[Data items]

================================

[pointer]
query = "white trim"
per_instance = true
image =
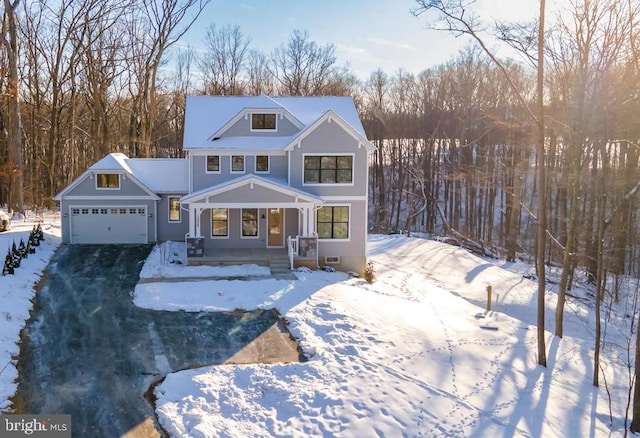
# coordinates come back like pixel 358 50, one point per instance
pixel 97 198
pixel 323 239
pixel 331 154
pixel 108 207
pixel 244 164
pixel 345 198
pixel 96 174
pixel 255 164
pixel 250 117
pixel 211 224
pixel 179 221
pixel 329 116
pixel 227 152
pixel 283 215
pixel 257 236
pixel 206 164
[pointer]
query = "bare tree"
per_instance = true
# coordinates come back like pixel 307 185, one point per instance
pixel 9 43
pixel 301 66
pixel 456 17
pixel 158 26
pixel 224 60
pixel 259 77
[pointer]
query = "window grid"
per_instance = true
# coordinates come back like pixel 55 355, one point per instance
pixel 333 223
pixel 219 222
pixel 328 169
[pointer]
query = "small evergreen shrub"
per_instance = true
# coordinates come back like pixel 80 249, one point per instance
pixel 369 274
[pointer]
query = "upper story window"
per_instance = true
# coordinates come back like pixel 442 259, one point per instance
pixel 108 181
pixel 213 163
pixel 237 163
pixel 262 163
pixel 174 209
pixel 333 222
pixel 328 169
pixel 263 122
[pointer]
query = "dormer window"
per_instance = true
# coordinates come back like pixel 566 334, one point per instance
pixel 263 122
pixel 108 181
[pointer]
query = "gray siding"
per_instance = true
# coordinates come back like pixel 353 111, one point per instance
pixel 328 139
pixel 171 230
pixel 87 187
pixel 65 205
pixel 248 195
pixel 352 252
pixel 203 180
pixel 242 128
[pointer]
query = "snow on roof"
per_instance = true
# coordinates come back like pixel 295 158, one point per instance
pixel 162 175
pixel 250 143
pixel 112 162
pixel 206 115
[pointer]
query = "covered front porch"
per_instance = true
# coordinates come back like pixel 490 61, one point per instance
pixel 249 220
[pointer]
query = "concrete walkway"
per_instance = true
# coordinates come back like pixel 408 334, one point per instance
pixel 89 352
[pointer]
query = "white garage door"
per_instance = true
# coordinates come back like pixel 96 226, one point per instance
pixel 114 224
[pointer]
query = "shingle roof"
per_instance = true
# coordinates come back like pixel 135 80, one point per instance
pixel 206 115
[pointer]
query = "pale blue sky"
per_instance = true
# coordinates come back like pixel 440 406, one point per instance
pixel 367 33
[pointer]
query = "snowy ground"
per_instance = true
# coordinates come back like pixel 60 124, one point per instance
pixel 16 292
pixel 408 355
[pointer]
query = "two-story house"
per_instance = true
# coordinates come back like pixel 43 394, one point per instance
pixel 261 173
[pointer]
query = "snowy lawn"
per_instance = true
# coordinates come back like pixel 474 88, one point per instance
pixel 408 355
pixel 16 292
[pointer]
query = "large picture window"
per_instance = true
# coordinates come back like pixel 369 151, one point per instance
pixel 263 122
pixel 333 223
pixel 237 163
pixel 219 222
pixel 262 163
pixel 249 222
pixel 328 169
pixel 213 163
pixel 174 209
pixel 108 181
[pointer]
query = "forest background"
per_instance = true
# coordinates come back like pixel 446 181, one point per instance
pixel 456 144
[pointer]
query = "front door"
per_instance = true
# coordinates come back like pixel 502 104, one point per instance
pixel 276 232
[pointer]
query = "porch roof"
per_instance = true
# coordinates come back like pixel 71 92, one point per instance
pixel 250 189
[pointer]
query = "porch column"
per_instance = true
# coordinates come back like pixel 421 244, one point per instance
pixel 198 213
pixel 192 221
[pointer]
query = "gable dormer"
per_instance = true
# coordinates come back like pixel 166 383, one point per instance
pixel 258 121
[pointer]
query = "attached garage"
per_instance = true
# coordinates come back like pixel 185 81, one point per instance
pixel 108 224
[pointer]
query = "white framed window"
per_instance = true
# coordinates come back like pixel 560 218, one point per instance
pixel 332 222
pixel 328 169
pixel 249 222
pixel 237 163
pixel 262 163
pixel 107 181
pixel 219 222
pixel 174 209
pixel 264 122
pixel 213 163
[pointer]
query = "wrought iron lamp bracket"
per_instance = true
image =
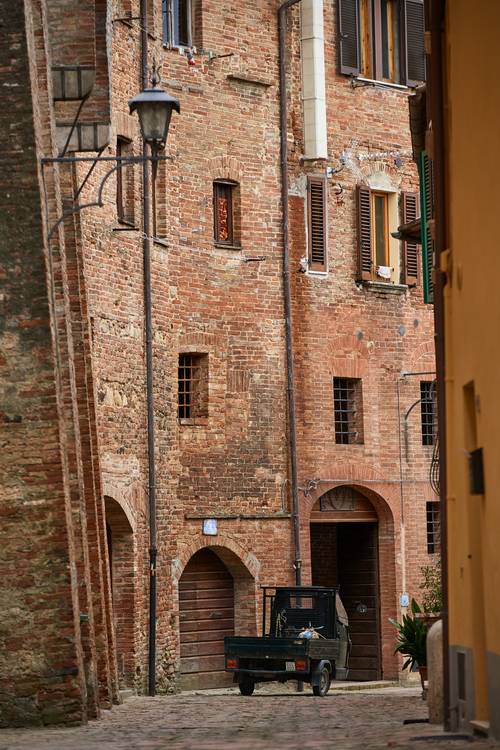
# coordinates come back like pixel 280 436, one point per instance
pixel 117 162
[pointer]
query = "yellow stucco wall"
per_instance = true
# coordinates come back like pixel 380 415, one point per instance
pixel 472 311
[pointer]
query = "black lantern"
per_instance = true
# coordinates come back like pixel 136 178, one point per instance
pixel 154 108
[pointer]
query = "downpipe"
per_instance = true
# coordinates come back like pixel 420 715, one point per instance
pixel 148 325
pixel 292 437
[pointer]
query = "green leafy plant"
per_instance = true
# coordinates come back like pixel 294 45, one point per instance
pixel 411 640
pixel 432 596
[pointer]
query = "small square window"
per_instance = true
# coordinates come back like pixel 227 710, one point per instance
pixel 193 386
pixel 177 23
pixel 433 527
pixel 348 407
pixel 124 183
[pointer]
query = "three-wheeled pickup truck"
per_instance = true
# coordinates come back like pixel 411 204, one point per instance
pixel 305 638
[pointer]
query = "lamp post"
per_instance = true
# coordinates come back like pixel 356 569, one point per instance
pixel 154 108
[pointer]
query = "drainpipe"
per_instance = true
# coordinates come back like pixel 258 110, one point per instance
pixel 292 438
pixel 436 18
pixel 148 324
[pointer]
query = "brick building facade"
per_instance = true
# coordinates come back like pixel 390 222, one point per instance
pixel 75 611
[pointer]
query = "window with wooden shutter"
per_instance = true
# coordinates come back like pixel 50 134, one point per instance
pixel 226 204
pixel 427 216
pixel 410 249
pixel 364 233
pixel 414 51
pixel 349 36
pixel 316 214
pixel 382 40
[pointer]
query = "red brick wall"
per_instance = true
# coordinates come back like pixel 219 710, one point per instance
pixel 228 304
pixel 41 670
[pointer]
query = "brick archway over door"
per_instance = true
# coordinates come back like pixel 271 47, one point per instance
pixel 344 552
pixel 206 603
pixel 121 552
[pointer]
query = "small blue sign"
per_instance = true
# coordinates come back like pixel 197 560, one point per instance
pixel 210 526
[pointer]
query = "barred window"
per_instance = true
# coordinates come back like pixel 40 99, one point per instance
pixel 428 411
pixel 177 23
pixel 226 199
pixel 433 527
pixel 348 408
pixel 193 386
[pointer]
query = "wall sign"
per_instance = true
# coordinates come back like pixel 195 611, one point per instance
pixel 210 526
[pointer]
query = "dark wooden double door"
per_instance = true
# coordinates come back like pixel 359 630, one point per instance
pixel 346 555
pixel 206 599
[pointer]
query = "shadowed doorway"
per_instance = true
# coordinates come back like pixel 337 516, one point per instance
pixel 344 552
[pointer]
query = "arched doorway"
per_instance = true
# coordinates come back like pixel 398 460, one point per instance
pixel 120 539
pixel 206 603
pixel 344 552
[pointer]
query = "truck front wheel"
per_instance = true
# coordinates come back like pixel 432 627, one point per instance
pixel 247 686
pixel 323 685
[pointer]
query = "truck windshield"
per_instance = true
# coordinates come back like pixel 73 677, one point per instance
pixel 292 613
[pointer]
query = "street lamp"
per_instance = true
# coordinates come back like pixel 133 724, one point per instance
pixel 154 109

================================

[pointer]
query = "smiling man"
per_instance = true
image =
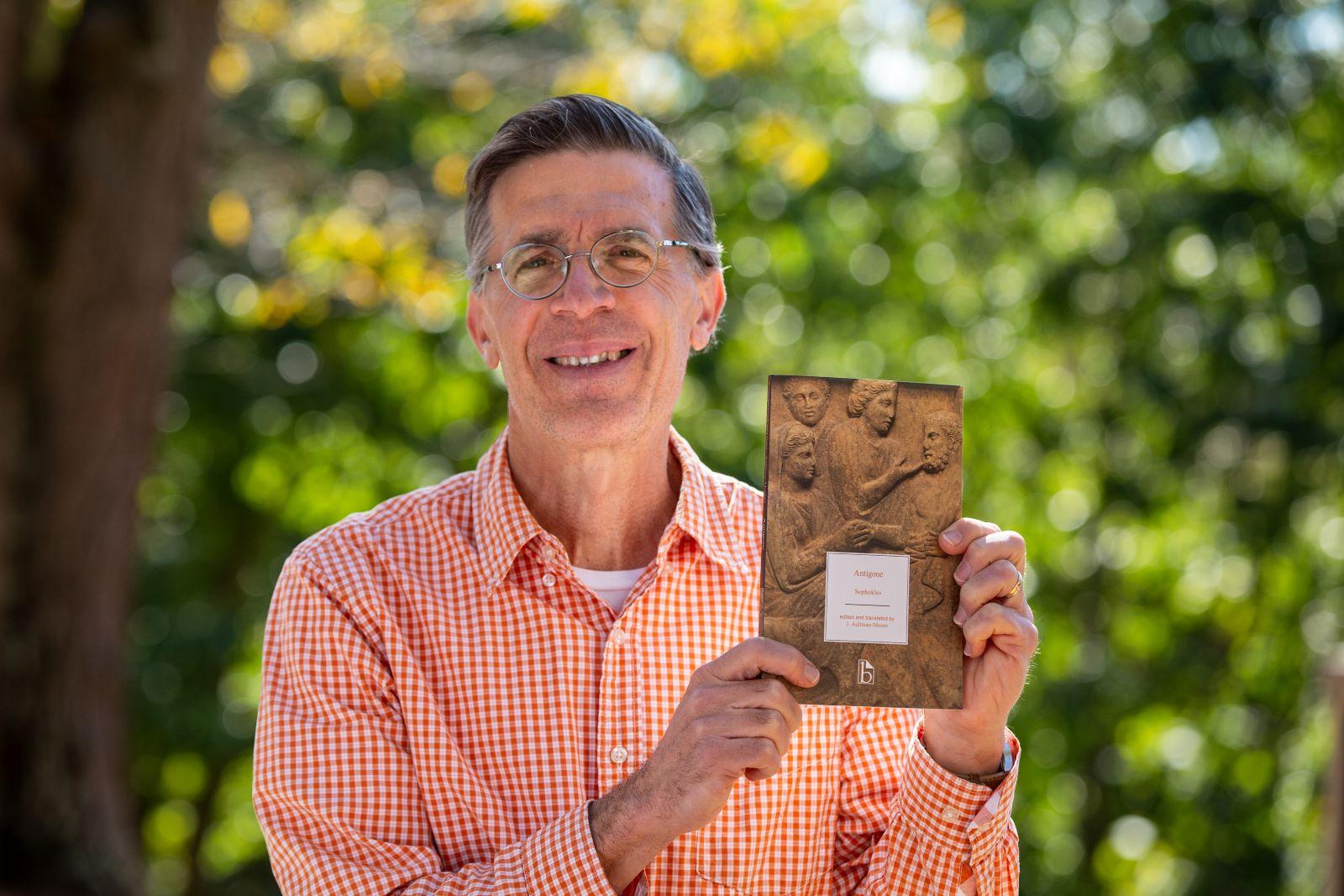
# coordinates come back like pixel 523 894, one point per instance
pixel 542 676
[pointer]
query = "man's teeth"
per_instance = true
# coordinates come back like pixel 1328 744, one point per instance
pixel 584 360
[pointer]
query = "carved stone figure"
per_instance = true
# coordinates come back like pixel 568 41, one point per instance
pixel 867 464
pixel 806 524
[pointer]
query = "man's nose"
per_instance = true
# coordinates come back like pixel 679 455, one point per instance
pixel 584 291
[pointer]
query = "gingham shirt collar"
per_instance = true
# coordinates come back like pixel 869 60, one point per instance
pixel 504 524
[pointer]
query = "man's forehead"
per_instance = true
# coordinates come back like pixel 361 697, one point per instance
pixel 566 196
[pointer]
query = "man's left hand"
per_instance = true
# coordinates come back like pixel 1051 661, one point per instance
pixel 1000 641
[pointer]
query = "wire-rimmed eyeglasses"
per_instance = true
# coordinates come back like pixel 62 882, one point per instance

================================

Short task »
Report each line of the rows above that contains the word "roof", copying every such line in full.

Result of the task »
query = "snow on roof"
query = "shingle roof"
query = "porch roof"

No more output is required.